- _Provided passage_:
To me, it is more of a design challenge than a philosophical dilemma. How do we design the social, political and media institutions the will allow the conditions for emergence to thrive. Our reflexivity will not allow these conditions to emerge spontaneously.
Best, Prem
we need to think about the spaces where engagement will happen: engagement that drives widespread reflection on who we are as a society and who we want to be, and leave the question of social models rather open. How do we seed these spaces? How do we scale them? The question of where these spaces are is more important than what they will produce.
Prem, how good to hear from you. I wish you well for the upcoming year.
Concerning emergence, alas, it was the great idea of the 1990s and early 2000s, which a large number of networked political movements took as their "principle of hope" (to quote Ernst Bloch). The keyword of that whole period, for social movements, was "self-organization," which we hoped would revitalize democracy by overcoming the structural devices of social control. But strategic moves by large-scale actors proved to be enough to dissipate emergent attempts to spark social reflection. This became devastatingly clear at the moment of the global street protests against the impending Iraq invasion in 2003, which were just brushed aside by the American state. Later in 2005, during the self-organized protests against the G8 in Geneagles, Scotland, a terrorist attack in the London underground focused all media attention and made the protest movements simply vanish from public awareness. Emergence had been "pre-empted," to use another of the keywords from that time.
Nowadays I continue to find the theories of emergence valuable, as a better description of how innovation takes place within and alongside complex organizations. But it seems that emergent phenomena can be analyzed statistically, and once their composition and properties are more or less known, large-scale actors (state or corporate) can reshape the conditions of emergence in order to reassert social control. It is precisely because I lived through this experience that I have returned to asking questions about the state and civil society. It seems clear that major changes of course require the alignment of institutional priorities and the coordinated exercise of both coercion and incentivization. Emergent phenomena remain marginal, even insignificant, without access to the modernist techniques of social steering. And so the great innovative question, "How to dissolve state power?" has been set aside, in favor of the dauntingly traditional one: "How to take state power?"

- _Data block_:
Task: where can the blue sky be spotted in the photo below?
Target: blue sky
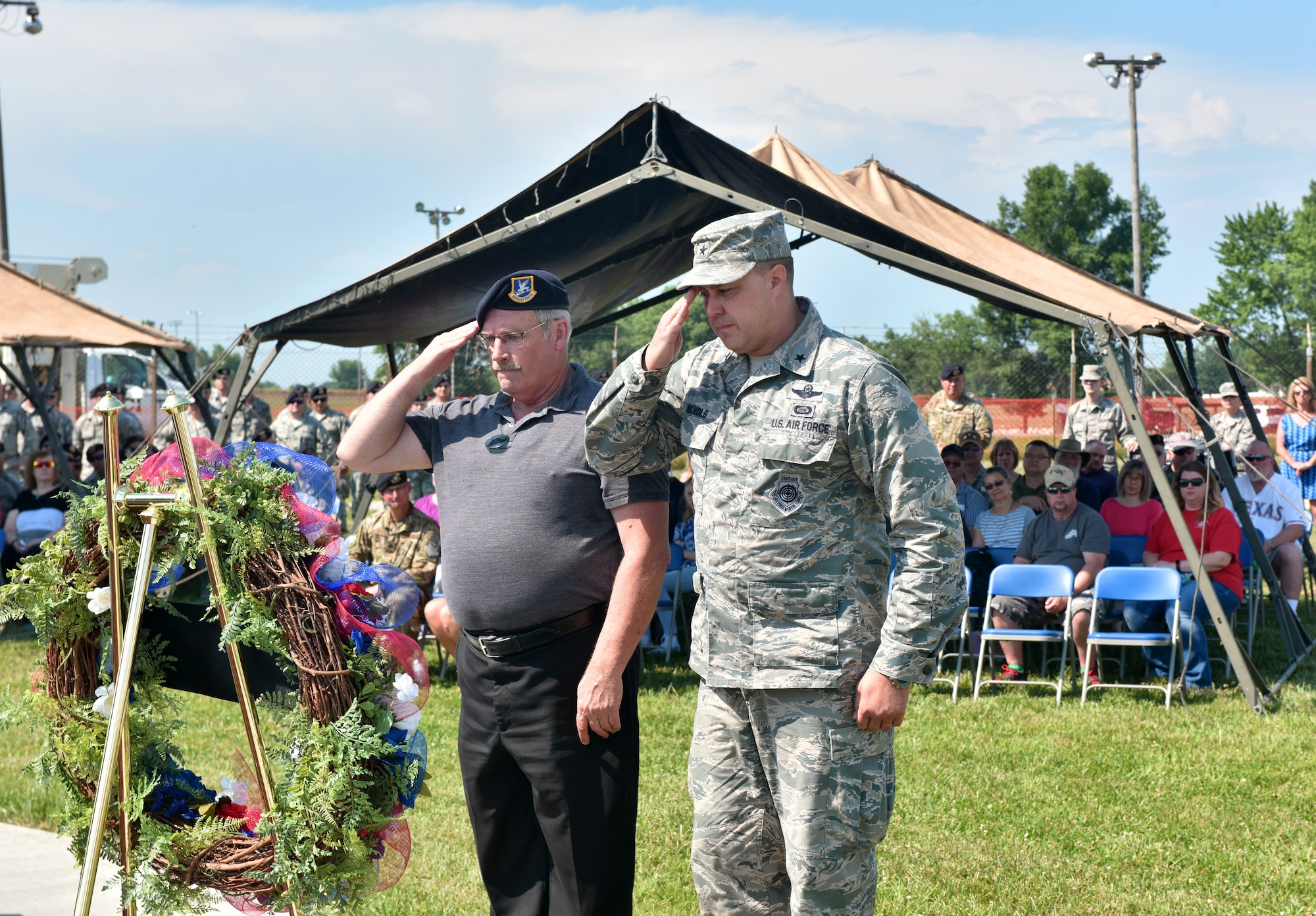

- _Directives_:
1) List every phrase set in double quotation marks in the passage on emergence and social movements.
2) Carry on the passage on emergence and state power, beginning after its last sentence.
Nothing in the material is needed here.

- _Answers to the tasks_:
1)
- "principle of hope"
- "self-organization"
- "pre-empted"
- "How to dissolve state power?"
- "How to take state power?"

2)
The current thread takes the US conditions as an example, but there could be many others and everyone is free to chip in on the basis of their local or regional situation. The whole world is at a turning point, due to the consolidation of oligarchical control over the global political economy and the contradictory need to replace fossil fuels, which have been the literal power-source of capitalism over the last two centuries. Practically everywhere in the developed world one sees the influence of a popular nostalgia for twentieth-century industrial prosperity, with all its attendant hierarchies and oppressions - a nostalgia instrumentalized by neo-authoritarian political forces. These forces have been startlingly effective over the last few years, but people are now mobilizing against them.
The theory of emergence can help one to spot new social phenomena in statu nascendi, and in that sense, your focus on where reflection and engagement begin to happen is quite valuable. I agree, asking where social innovation happens, and attending to exactly what is heppening there, is a necessary starting point. However, emergence on its own appears useless as a principle of hope. And so is any return to the strategies and organizational forms of the 1930s. New social and ecological ideals are effectively emerging. This discussion is about identifying them, and simultaneously, looking ahead to find ways of implementing them in reality. Concepts such as "vision" and "model" - or for that matter, "strategy" - may appear constrictive by comparison to the molecular ferment of emergent behavior, but if you want to see any implementation at scale, they remain crucial. How to share a vision? How to embody a model? How to carry out a strategy? I think the future hangs in the balance of those questions.